Given exercise A =
Answer these from the NVIDIA driver article below, each on its own line with the same marker:
(i) What version number does the new driver carry?
(ii) Which version of Windows 10 laid the software groundwork for DirectX 12 Ultimate?
(iii) Which WDDM version added hardware accelerated GPU scheduling to the Windows display driver stack?
Given exercise B = Put this sentence from the NVIDIA driver article below into Spanish: "Traditionally Windows itself has done a lot of the VRAM management for GPUs, so this is a distinctive change in matters."
Given exercise C = Carry on writing the NVIDIA driver article below, picking up after its final sentence.

----- Source extract -----

NVIDIA sends word this morning that the company has posted their first DirectX 12 Ultimate-compliant driver. Published as version 451.48 – the first driver out of NVIDIA’s new Release 450 driver branch – the new driver is the first release from the company to explicitly support the latest iteration of DirectX 12, enabling support for features such as DXR 1.1 ray tracing and tier 2 variable rate shading. As well, this driver also enables support for hardware accelerated GPU scheduling.

As a quick refresher, DirectX 12 Ultimate is Microsoft’s latest iteration of the DirectX 12 graphics API, with Microsoft using it to synchronize the state of the API between current-generation PCs and the forthcoming Xbox Series X console, as well as to set a well-defined feature baseline for future game development. Based around the capabilities of current generation GPUs (namely: NVIDIA Turing) and the Xbox Series X’s AMD RDNA2-derrived GPU, DirectX 12 Ultimate introduces several new GPU features under a new feature tier (12_2). This includes an updated version of DirectX’s ray tracing API, DXR 1.1, as well as tier 2 variable rate shading, mesh shaders, and sampler feedback. The software groundwork for this has been laid in the latest version of Windows 10, version 2004, and now is being enabled in GPU drivers for the first time.

DirectX 12 Feature Levels
  12_2
(DX12 Ult.)
12_1 12_0
GPU Architectures
(Introduced as of)
NVIDIA: Turing
AMD: RDNA2
Intel: Xe?
NVIDIA: Maxwell 2
AMD: Vega
Intel: Gen9
NVIDIA: Maxwell 2
AMD: Hawaii
Intel: Gen9
Ray Tracing
(DXR 1.1)
Yes No No
Variable Rate Shading
(Tier 2)
Yes No No
Mesh Shaders Yes No No
Sampler Feedback Yes No No
Conservative Rasterization Yes Yes No
Raster Order Views Yes Yes No
Tiled Resources
(Tier 2)
Yes Yes Yes
Bindless Resources
(Tier 2)
Yes Yes Yes
Typed UAV Load Yes Yes Yes

In the case of NVIDIA’s recent video cards, the underlying Turing architecture has supported these features since the very beginning. However, their use has been partially restricted to games relying on NVIDIA’s proprietary feature extensions, due to a lack of standardized API support. Overall it’s taken most of the last two years to get the complete feature set added to DirectX, and while NVIDIA isn’t hesitating to use this moment to proclaim their GPU superiority as the first vendor to ship DirectX 12 Ultimate support, to some degree it’s definitely vindication of the investment the company put in to baking these features into Turing.

In any case, enabling DirectX 12 Ultimate support is an important step for the company, though one that’s mostly about laying the groundwork for game developers, and ultimately, future games. At this point no previously-announced games have confirmed that they’ll be using DX12U, though this is just a matter of time, especially with the Xbox Series X launching in a few months.

Perhaps the more interesting aspect of this driver release, though only tangential to DirectX 12 Ultimate support, is that NVIDIA is enabling support for hardware accelerated GPU scheduling. This mysterious feature was added to the Windows display driver stack with WDDM 2.7 (shipping in Win10 2004), and as alluded to by the name, it allows GPUs to more directly manage their VRAM. Traditionally Windows itself has done a lot of the VRAM management for GPUs, so this is a distinctive change in matters.

----- Data extract -----

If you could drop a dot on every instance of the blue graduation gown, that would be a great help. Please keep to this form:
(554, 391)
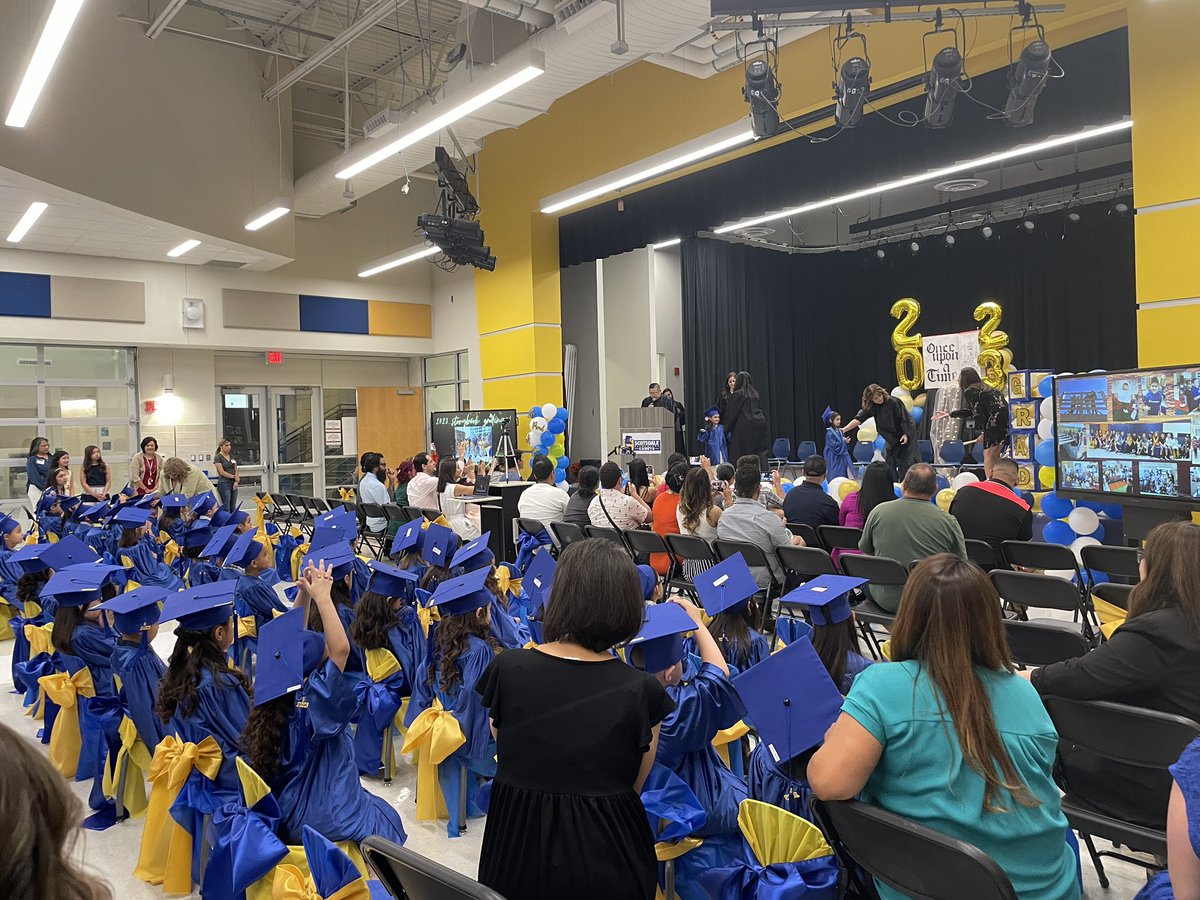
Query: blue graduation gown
(318, 781)
(837, 454)
(141, 670)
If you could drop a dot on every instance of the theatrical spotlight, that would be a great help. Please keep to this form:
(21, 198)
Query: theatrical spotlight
(762, 90)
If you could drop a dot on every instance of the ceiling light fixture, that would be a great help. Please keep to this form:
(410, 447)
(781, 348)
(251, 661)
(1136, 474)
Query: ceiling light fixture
(63, 16)
(27, 221)
(276, 209)
(678, 156)
(935, 174)
(492, 85)
(402, 258)
(190, 244)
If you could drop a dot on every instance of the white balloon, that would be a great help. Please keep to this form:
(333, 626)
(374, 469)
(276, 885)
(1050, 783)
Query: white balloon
(1084, 521)
(963, 479)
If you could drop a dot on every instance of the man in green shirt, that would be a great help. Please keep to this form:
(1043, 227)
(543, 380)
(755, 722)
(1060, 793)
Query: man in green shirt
(911, 529)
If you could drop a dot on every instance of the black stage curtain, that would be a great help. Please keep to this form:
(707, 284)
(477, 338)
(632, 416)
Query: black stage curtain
(815, 329)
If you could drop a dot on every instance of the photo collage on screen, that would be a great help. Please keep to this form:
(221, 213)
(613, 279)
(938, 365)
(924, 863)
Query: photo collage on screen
(1135, 433)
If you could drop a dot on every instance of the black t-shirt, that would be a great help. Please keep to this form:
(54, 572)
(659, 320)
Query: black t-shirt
(570, 726)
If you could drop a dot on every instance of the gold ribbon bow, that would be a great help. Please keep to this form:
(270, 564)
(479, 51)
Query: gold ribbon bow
(166, 855)
(136, 755)
(435, 735)
(65, 741)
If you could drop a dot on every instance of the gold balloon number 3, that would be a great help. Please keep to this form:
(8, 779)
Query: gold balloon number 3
(910, 363)
(991, 345)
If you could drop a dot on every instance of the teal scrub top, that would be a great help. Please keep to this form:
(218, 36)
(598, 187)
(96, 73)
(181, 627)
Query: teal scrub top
(923, 777)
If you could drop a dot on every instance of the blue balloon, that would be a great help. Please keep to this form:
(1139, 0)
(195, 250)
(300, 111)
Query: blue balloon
(1057, 532)
(1044, 453)
(1055, 507)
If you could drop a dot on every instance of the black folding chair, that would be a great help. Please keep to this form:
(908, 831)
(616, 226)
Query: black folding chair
(1127, 736)
(407, 875)
(696, 555)
(839, 537)
(907, 857)
(1044, 592)
(877, 570)
(1039, 643)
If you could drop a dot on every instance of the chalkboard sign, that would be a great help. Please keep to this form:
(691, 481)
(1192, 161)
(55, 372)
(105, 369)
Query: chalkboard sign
(472, 435)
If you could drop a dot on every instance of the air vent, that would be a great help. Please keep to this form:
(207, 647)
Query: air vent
(960, 185)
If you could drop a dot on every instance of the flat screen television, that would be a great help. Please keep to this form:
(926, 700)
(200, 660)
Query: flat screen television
(1129, 437)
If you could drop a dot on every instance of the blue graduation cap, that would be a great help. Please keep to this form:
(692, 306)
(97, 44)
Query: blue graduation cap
(791, 700)
(220, 543)
(827, 598)
(132, 516)
(245, 551)
(408, 538)
(287, 652)
(726, 586)
(538, 580)
(463, 594)
(78, 585)
(438, 545)
(339, 556)
(390, 580)
(202, 607)
(648, 579)
(475, 555)
(136, 610)
(660, 641)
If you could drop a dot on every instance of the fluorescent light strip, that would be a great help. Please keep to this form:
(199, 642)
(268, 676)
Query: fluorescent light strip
(191, 244)
(445, 114)
(649, 168)
(402, 258)
(49, 45)
(31, 215)
(935, 174)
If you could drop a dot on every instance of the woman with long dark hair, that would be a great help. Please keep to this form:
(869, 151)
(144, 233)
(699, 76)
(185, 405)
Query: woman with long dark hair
(948, 736)
(744, 423)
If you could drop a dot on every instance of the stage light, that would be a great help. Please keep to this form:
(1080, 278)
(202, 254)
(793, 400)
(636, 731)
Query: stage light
(851, 91)
(1026, 79)
(942, 87)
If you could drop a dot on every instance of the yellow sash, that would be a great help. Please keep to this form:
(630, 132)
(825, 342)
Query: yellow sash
(139, 761)
(166, 855)
(65, 741)
(435, 735)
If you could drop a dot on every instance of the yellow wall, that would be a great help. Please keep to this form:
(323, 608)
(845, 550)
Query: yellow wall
(643, 109)
(1164, 81)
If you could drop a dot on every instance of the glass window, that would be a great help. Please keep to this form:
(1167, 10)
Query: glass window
(91, 364)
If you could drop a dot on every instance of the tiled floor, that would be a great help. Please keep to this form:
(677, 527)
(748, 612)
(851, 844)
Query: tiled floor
(113, 853)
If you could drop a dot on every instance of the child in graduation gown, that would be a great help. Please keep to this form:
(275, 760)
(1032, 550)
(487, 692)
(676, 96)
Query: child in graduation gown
(461, 647)
(705, 705)
(298, 737)
(837, 454)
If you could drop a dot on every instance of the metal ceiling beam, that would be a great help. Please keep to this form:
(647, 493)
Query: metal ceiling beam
(372, 17)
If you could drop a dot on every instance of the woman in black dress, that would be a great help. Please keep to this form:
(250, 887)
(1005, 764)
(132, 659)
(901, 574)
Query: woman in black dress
(744, 423)
(576, 732)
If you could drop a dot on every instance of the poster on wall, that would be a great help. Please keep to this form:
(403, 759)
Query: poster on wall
(947, 355)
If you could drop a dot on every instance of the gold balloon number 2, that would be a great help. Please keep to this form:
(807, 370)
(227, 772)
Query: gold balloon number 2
(991, 343)
(910, 361)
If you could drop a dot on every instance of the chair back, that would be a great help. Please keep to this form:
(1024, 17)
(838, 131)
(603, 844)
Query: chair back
(877, 570)
(1039, 643)
(909, 857)
(407, 875)
(839, 537)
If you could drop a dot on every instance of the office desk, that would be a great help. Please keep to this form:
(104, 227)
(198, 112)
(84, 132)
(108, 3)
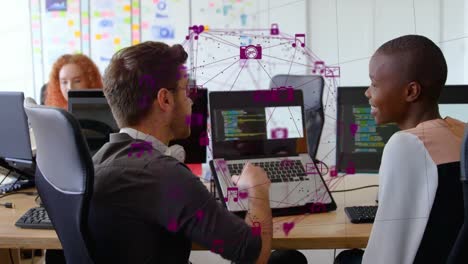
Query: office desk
(314, 231)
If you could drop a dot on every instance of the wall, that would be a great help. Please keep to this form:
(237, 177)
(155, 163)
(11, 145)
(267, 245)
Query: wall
(15, 48)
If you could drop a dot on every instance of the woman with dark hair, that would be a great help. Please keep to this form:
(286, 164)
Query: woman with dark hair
(70, 72)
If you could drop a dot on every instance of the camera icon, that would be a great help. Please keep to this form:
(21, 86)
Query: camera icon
(163, 32)
(251, 52)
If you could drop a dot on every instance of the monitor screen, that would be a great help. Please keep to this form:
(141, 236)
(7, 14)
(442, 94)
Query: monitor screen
(260, 123)
(255, 128)
(360, 142)
(15, 143)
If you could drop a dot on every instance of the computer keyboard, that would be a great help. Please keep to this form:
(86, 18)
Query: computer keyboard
(35, 218)
(361, 214)
(277, 171)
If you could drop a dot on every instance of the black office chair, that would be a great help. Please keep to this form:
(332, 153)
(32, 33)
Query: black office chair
(459, 253)
(312, 90)
(64, 177)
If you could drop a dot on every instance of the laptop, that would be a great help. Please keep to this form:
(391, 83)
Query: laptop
(266, 128)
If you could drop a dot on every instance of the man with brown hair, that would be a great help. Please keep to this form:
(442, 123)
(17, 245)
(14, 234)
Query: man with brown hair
(148, 207)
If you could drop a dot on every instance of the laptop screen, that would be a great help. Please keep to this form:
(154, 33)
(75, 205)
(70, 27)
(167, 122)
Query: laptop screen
(243, 128)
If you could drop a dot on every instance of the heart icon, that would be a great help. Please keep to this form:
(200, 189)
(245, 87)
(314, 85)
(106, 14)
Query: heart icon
(199, 214)
(287, 227)
(243, 195)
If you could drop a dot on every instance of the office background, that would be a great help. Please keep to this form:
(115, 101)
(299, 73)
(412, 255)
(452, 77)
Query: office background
(344, 33)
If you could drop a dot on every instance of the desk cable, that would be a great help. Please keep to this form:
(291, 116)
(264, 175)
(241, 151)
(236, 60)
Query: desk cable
(355, 189)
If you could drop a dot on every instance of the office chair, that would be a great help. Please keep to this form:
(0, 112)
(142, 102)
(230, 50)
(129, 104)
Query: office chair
(96, 133)
(64, 177)
(459, 253)
(312, 89)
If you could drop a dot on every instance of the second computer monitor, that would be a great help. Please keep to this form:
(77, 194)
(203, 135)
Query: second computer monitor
(360, 142)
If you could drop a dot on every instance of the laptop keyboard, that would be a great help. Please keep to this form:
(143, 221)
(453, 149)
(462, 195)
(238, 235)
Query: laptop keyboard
(277, 171)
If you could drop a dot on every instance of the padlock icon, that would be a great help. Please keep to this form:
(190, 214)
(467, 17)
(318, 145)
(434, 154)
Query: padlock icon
(256, 229)
(204, 141)
(274, 30)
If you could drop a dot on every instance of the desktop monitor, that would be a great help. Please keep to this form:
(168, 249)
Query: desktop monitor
(15, 142)
(90, 108)
(360, 142)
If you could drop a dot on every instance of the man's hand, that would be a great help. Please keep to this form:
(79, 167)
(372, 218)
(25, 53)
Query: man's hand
(252, 178)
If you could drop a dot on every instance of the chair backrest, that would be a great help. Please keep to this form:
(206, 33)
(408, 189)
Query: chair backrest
(312, 89)
(459, 253)
(64, 177)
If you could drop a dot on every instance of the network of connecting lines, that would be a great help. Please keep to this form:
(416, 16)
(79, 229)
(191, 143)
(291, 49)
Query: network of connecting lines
(248, 59)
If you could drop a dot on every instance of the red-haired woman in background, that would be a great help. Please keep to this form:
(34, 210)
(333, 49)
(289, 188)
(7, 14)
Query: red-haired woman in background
(71, 72)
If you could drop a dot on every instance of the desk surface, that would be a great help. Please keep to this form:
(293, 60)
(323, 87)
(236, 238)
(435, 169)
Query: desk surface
(313, 231)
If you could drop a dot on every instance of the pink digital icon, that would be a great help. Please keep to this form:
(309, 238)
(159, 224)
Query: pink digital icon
(333, 171)
(172, 225)
(311, 169)
(251, 52)
(286, 163)
(243, 195)
(143, 102)
(275, 92)
(195, 119)
(318, 207)
(141, 147)
(147, 81)
(204, 141)
(217, 246)
(197, 30)
(222, 166)
(274, 30)
(350, 169)
(256, 229)
(353, 128)
(287, 227)
(243, 63)
(318, 67)
(182, 69)
(199, 214)
(332, 71)
(297, 38)
(233, 191)
(261, 96)
(278, 133)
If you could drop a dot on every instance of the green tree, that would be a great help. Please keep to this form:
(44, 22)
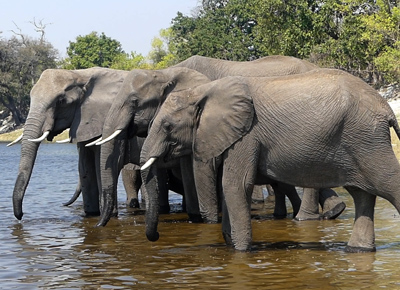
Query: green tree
(163, 51)
(221, 29)
(92, 50)
(22, 60)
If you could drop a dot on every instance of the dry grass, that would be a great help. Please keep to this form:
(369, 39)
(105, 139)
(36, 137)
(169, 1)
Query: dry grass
(11, 136)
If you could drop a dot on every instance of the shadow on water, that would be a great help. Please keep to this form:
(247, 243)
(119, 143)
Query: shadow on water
(54, 247)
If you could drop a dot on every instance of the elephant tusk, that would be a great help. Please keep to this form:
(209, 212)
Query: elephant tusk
(112, 136)
(15, 141)
(64, 141)
(148, 163)
(41, 138)
(93, 142)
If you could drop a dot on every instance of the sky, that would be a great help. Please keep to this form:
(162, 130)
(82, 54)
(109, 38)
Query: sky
(134, 23)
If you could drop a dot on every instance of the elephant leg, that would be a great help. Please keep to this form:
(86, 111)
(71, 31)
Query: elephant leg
(88, 180)
(363, 235)
(282, 190)
(76, 194)
(162, 184)
(332, 205)
(190, 194)
(309, 209)
(258, 195)
(226, 224)
(132, 182)
(238, 178)
(205, 175)
(280, 210)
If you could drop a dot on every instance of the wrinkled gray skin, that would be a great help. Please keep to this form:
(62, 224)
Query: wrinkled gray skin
(133, 109)
(75, 99)
(127, 106)
(320, 129)
(206, 179)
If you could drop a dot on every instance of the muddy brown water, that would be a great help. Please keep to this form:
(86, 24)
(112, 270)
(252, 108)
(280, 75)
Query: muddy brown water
(54, 247)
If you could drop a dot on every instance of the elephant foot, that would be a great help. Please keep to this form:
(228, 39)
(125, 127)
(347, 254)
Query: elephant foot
(195, 218)
(134, 203)
(334, 212)
(303, 216)
(350, 249)
(279, 216)
(92, 213)
(332, 207)
(164, 209)
(228, 239)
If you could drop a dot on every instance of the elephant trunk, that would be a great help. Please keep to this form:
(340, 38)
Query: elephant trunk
(151, 187)
(111, 163)
(32, 129)
(149, 177)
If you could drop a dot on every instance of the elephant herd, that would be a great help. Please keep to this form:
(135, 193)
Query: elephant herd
(212, 129)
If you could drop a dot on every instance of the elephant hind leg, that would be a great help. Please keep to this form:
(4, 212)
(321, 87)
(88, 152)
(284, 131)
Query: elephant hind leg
(363, 235)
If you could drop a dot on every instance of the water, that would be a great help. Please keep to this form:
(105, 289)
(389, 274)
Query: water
(54, 247)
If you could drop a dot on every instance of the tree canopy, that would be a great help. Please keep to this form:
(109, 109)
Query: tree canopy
(92, 50)
(22, 60)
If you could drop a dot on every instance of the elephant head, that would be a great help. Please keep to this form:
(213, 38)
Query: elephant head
(205, 121)
(61, 99)
(134, 108)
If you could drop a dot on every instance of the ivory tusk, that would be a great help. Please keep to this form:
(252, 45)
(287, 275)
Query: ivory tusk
(148, 163)
(64, 141)
(15, 141)
(41, 138)
(93, 142)
(112, 136)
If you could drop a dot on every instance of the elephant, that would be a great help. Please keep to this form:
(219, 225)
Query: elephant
(75, 99)
(128, 104)
(320, 129)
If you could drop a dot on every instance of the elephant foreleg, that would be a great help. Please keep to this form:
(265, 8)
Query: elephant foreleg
(76, 194)
(363, 235)
(205, 174)
(190, 194)
(132, 182)
(331, 204)
(309, 209)
(88, 179)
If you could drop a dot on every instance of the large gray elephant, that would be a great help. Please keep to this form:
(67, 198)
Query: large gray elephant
(75, 99)
(321, 129)
(131, 104)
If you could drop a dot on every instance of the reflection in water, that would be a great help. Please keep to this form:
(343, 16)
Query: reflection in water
(54, 247)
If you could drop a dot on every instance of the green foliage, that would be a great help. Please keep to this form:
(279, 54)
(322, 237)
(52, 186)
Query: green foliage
(92, 50)
(222, 29)
(130, 61)
(162, 53)
(22, 60)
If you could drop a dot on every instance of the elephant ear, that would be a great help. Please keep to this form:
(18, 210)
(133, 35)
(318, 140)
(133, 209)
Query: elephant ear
(225, 114)
(98, 92)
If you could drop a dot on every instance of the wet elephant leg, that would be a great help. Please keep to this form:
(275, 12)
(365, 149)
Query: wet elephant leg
(190, 194)
(258, 195)
(132, 182)
(163, 195)
(280, 210)
(309, 209)
(363, 235)
(206, 176)
(88, 180)
(332, 205)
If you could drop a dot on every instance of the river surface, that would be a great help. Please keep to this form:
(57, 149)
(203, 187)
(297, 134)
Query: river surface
(55, 247)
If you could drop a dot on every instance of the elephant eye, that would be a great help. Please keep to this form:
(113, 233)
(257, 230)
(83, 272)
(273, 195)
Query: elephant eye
(167, 127)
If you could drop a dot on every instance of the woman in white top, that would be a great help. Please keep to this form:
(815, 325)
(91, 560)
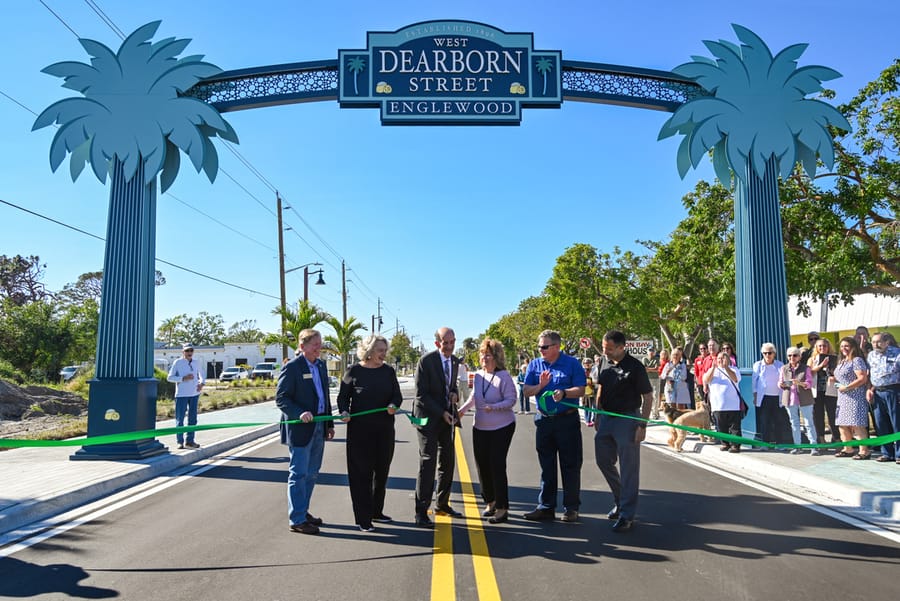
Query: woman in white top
(724, 401)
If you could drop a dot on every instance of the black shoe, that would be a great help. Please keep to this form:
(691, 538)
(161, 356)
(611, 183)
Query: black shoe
(540, 515)
(305, 528)
(447, 510)
(623, 525)
(500, 516)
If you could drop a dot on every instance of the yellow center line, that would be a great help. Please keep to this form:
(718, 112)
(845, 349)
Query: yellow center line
(485, 579)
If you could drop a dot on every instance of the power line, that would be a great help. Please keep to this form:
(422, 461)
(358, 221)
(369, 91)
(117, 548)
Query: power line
(96, 8)
(61, 20)
(158, 260)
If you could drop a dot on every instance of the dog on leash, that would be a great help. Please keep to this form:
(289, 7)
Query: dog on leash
(696, 418)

-----

Written answer A =
(i) 451.48
(ii) Version 2004
(iii) WDDM 2.7

Written answer B = Tradicionalmente, el propio Windows se ha encargado de gran parte de la gestión de la VRAM de las GPU, por lo que esto supone un cambio notable.

Written answer C =
At a high level, NVIDIA is claiming that hardware accelerated GPU scheduling should offer minor improvements to the user experience, largely by reducing latency and improving performance thanks to more efficient video memory handling. I would not expect anything too significant here – otherwise NVIDIA would be heavily promoting the performance gains – but it’s something to keep an eye out for. Meanwhile, absent any other details, I find it interesting that NVIDIA lumps video playback in here as a beneficiary as well, since video playback is rarely an issue these days. At any rate, the video memory handling changes are being instituted at a low level, so hardware scheduling is not only for DirectX games and the Windows desktop, but also for Vulkan and OpenGL games as well.

Speaking of Vulkan, the open source API is also getting some attention with this driver release. 451.48 is the first GeForce driver with support for Vulkan 1.2, the latest version of that API. An important housekeeping update for Vulkan, 1.2 is promoting a number of previously optional feature extensions into the core Vulkan API, such as Timeline Semaphores, as well as improved cross portability support by adding full support for HLSL (i.e. DirectX) shaders within Vulkan.

Finally, while tangential to today’s driver release, NVIDIA has posted an interesting note on its customer support portal regarding Windows GPU selection that’s worth making note of. In short, Windows 10 2004 has done away with the “Run with graphics processor” contextual menu option within NVIDIA’s drivers, which prior to now has been a shortcut method of forcing which GPU an application runs on it an Optimus system. In fact, it looks like control over this has been removed from NVIDIA’s drivers entirely. As noted in the support document, controlling which GPU is used is now handled through Windows itself, which means laptop users will need to get used to going into the Windows Settings panel to make any changes.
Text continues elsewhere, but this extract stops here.